Issue Plaintiff's Argument Defendant's Argument Held
Whether Dansie requested a plausibly reasonable ADA accommodation and whether Union Pacific engaged in the required interactive process Dansie requested up to five days/month (until FMLA eligibility), sought clarification of "full time," and the employer obstructed/failed to meaningfully engage Union Pacific says the request was indefinite, unpredictable, and incompatible with the safety-sensitive full‑time requirements; it contends it engaged sufficiently Reversed summary judgment. A reasonable jury could find the interactive process broke down and that leave (or paid leave, or reassignment) were plausibly reasonable accommodations raising triable issues.
Whether the district court abused its discretion by refusing supplemental jury instructions on FMLA questions and denying a new trial The jury was confused about retroactivity/"attempt to obtain" FMLA and needed clarification that attempts to qualify can be protected; failure to clarify may have prejudiced Dansie The original instructions correctly stated the law; the jury was told to consult them and the question was not central because the jury's task was limited to whether Union Pacific would have fired him regardless of FMLA Affirmed. Majority holds the court did not abuse discretion in referring the jury to the instructions as a whole and denying a new trial; a concurrence would have remanded for a new FMLA trial.

## DATA SHOWN
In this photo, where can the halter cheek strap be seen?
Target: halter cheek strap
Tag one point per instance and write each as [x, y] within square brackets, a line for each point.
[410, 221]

## REQUIRED ACTIONS
a: Write out the Dansie case summary word for word, everything from "Whether the district" down to "new FMLA trial.".
b: Resume the Dansie case summary after its final sentence.
The lines have no connection to the Dansie case summary.

## RESPONSES PER TASK
a:
Whether the district court abused its discretion by refusing supplemental jury instructions on FMLA questions and denying a new trial The jury was confused about retroactivity/"attempt to obtain" FMLA and needed clarification that attempts to qualify can be protected; failure to clarify may have prejudiced Dansie The original instructions correctly stated the law; the jury was told to consult them and the question was not central because the jury's task was limited to whether Union Pacific would have fired him regardless of FMLA Affirmed. Majority holds the court did not abuse discretion in referring the jury to the instructions as a whole and denying a new trial; a concurrence would have remanded for a new FMLA trial.

b:
Key Cases Cited

  • Aubrey v. Koppes, 975 F.3d 995 (10th Cir. 2020) (explaining interactive-process and burden-shifting in ADA accommodation claims)
  • Lincoln v. BNSF Ry., 900 F.3d 1166 (10th Cir. 2018) (discussing elements of ADA failure-to-accommodate and limits on standalone interactive-process claims)
  • Albert v. Smith's Food & Drug Ctrs., 356 F.3d 1242 (10th Cir. 2004) (employer-employee duty to engage in good-faith interactive process)
  • Punt v. Kelly Servs., 862 F.3d 1040 (10th Cir. 2017) (permissible types of evidence to prove failure-to-accommodate; leave can be a reasonable accommodation)
  • Exby-Stolley v. Bd. of Cty. Comm'rs, 979 F.3d 784 (10th Cir. 2020) (overview of ADA discrimination categories and related standards)
  • Bollenbach v. United States, 326 U.S. 607 (1946) (trial judge's duty to clarify jury confusion during deliberations)
Read the full case

Case Details

Case Name: Dansie v. Union Pacific Railroad
Court Name: Court of Appeals for the Tenth Circuit
Date Published: Aug 2, 2022
Citation: 42 F.4th 1184
Docket Number: 20-4054
Court Abbreviation: 10th Cir.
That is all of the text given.